### Trecho para leitura
────────────────────────────────────────
Chacinas
em São Paulo: imagens da violência, retrato da exclusão
Sandra
Carvalho*
Nos últimos anos, temos assistido a um crescimento bastante rápido
dos índices de criminalidade em nosso país. Esse fenômeno é
fruto da injustiça social, produto de um modelo excludente de
desenvolvimento econômico-social, e revela uma estreita relação
entre as condições de vida e a violência.
As
chances de se tornar vítima de um crime não são iguais para
todos. Elas variam de acordo com a área de residência, a idade,
o sexo, a origem social e racial. As vítimas preferenciais dos
homicídios são moradores das periferias, pobres, com pouca
escolaridade e negros. As classes média e alta são geralmente
vitimadas nos casos de crimes contra o patrimônio.
Nas
periferias abandonadas, o perigo se apresenta nas esquinas mal
iluminadas, nas escolas sem recursos, nas ruas sem asfalto, nos
bares, e dentro das residências. Nesse cenário, as imagens de
medo e insegurança ganham substância através de relatos de
moradores, que têm muitas histórias para contar. A violência
está presente em seu dia-a-dia e é reforçada pela impunidade e
pela falência das políticas de segurança pública, o que
propicia o surgimento de grupos de extermínio, “justiceiros”
e, conseqüentemente, das chacinas.
Números
da violência
Nos
últimos anos, o número de assassinatos em São Paulo cresceu
muito acima da expansão da população. Em 1999, esse número
chegou a 5.705 na capital e 12.000 no estado.
As
“chacinas”, ou homicídios múltiplos, são modalidades de
criminalidade violenta, que se assemelham à ação dos antigos
grupos de extermínio. Esse tipo de violência tem crescido a cada
ano, tanto na região metropolitana de São Paulo, quanto na
capital. De janeiro a novembro de 2000, ocorreram 79 chacinas, com
um total de 276 pessoas mortas na grande São Paulo e na capital.
Esses números foram registrados pela Coordenadoria de Investigações
de Homicídios Múltiplos, criada em fevereiro, como resposta ao
grande número de matanças na região. Em todo o ano passado,
foram registradas 88 chacinas com 302 vítimas fatais. A média de
mortos por chacina tem se mantido constante, ao redor de 3,3 e o
índice de esclarecimento é de aproximadamente 50%.
────────────────────────────────────────
### Listagem exibida
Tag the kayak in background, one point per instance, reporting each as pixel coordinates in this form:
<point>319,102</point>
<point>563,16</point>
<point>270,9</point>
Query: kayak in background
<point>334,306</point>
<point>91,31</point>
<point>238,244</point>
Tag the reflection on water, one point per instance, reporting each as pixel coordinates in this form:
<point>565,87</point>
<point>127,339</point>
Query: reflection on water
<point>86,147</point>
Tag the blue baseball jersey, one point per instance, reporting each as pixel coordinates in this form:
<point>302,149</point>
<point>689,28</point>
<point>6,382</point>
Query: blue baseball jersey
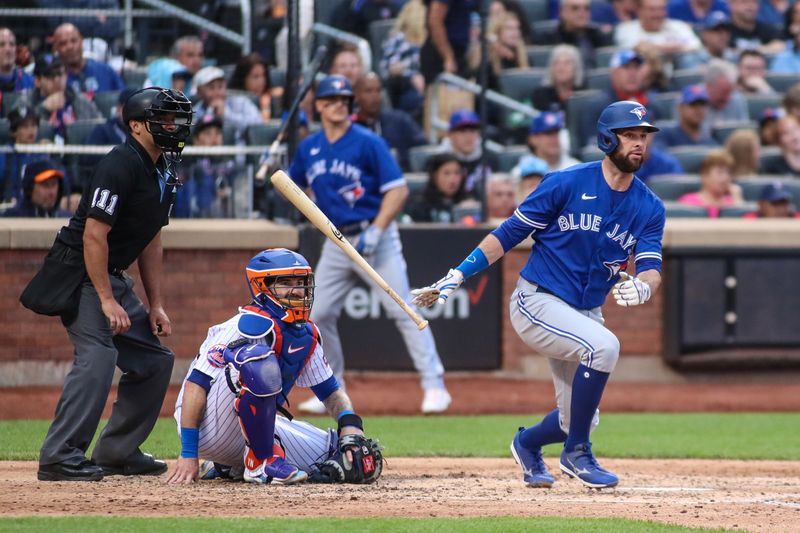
<point>348,177</point>
<point>585,233</point>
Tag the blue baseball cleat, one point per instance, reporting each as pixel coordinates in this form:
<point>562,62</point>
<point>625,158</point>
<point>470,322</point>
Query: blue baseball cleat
<point>534,471</point>
<point>581,464</point>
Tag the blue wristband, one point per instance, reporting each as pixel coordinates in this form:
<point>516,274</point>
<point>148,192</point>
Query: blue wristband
<point>474,263</point>
<point>189,442</point>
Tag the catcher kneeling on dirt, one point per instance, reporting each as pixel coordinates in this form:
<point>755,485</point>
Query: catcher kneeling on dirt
<point>227,410</point>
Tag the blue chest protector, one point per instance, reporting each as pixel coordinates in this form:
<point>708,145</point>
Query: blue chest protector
<point>293,344</point>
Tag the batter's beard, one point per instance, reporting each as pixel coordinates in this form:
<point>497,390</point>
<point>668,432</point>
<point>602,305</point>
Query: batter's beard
<point>624,164</point>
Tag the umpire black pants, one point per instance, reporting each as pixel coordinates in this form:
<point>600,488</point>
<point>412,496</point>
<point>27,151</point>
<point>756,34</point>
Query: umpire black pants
<point>146,367</point>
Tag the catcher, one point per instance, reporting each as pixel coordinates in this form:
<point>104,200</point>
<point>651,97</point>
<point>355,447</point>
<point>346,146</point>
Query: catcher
<point>227,409</point>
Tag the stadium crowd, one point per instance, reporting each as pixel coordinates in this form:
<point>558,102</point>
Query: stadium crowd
<point>720,78</point>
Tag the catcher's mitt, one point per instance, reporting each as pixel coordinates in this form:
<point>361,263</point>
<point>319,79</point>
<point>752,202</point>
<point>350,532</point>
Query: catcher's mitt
<point>366,466</point>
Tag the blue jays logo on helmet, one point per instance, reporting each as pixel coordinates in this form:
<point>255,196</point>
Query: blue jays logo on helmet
<point>271,266</point>
<point>618,116</point>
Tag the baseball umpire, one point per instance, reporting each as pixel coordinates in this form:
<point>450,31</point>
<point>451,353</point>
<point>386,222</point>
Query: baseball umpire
<point>118,221</point>
<point>588,222</point>
<point>227,410</point>
<point>358,185</point>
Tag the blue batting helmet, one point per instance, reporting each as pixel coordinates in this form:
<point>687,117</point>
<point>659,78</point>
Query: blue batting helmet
<point>270,266</point>
<point>618,116</point>
<point>334,85</point>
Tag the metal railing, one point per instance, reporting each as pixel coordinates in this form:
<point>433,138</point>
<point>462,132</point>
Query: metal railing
<point>437,124</point>
<point>160,9</point>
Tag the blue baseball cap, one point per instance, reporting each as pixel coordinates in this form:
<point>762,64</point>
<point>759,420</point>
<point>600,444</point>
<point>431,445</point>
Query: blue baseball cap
<point>464,118</point>
<point>694,93</point>
<point>623,57</point>
<point>546,122</point>
<point>716,19</point>
<point>776,192</point>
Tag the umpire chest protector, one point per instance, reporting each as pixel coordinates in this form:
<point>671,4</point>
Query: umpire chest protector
<point>293,344</point>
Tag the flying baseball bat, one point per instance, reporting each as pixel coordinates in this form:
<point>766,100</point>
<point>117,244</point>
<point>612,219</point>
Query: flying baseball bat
<point>298,198</point>
<point>308,79</point>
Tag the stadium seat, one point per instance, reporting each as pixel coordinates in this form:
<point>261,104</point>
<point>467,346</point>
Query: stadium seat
<point>539,56</point>
<point>757,103</point>
<point>418,156</point>
<point>676,210</point>
<point>508,158</point>
<point>683,77</point>
<point>106,101</point>
<point>781,81</point>
<point>690,157</point>
<point>665,106</point>
<point>670,187</point>
<point>379,30</point>
<point>738,211</point>
<point>80,129</point>
<point>723,130</point>
<point>519,83</point>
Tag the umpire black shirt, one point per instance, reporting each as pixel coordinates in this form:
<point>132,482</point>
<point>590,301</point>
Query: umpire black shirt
<point>129,193</point>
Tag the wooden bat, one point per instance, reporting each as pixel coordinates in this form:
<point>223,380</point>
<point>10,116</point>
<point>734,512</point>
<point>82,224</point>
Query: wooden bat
<point>282,182</point>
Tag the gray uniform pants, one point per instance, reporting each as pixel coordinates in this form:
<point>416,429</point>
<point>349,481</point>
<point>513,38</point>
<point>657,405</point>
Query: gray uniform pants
<point>146,367</point>
<point>336,274</point>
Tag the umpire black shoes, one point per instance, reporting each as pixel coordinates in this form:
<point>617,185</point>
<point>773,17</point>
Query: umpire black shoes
<point>70,470</point>
<point>142,464</point>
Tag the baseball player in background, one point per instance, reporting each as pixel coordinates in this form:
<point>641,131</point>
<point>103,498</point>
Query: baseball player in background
<point>588,221</point>
<point>358,185</point>
<point>228,404</point>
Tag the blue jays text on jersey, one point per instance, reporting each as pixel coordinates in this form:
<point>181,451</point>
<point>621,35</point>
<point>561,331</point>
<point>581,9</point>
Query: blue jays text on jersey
<point>348,177</point>
<point>585,233</point>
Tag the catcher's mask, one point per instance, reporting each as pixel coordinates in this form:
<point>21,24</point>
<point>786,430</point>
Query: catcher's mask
<point>282,281</point>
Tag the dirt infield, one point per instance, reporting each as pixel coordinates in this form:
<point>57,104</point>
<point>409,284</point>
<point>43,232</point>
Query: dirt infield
<point>744,495</point>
────────────────────────────────────────
### Lista de tarefas
1 - Reescreva de forma mais curta o parágrafo do trecho sobre chacinas em São Paulo que começa com "As chances de se tornar vítima", mantendo seus fatos principais.
2 - Redimensione as respostas da listagem em tudo o que vai do início da listagem até a linha que contém "<point>189,442</point>", ambas as pontas incluídas. Reproduza essas linhas com os pedidos, multiplique por 0,8 apenas as coordenadas das respostas, arredonde para inteiros com metades para cima e deixe as imagens de fora.

### Respostas dadas
1 - O risco de ser vítima de um crime varia conforme a área de residência, a idade, o sexo e a origem social e racial. Os homicídios atingem sobretudo moradores das periferias que são pobres, negros e com pouca escolaridade. Já as classes média e alta costumam ser vítimas de crimes contra o patrimônio.

2 -
Tag the kayak in background, one point per instance, reporting each as pixel coordinates in this form:
<point>319,102</point>
<point>563,16</point>
<point>270,9</point>
Query: kayak in background
<point>267,245</point>
<point>73,25</point>
<point>190,195</point>
Tag the reflection on water, one point per instance, reporting each as pixel coordinates in this form:
<point>565,87</point>
<point>127,339</point>
Query: reflection on water
<point>69,118</point>
Tag the blue baseball jersey, one point per instance, reporting each as pixel coordinates in this form:
<point>302,149</point>
<point>689,28</point>
<point>6,382</point>
Query: blue baseball jersey
<point>278,142</point>
<point>468,186</point>
Tag the blue baseball cleat, one point per instance, reporting each as pixel coordinates in this form:
<point>562,62</point>
<point>625,158</point>
<point>470,322</point>
Query: blue baseball cleat
<point>427,377</point>
<point>465,371</point>
Tag the blue wristband, one point per instance, reporting each as pixel coordinates in this form:
<point>516,274</point>
<point>148,192</point>
Query: blue wristband
<point>379,210</point>
<point>151,354</point>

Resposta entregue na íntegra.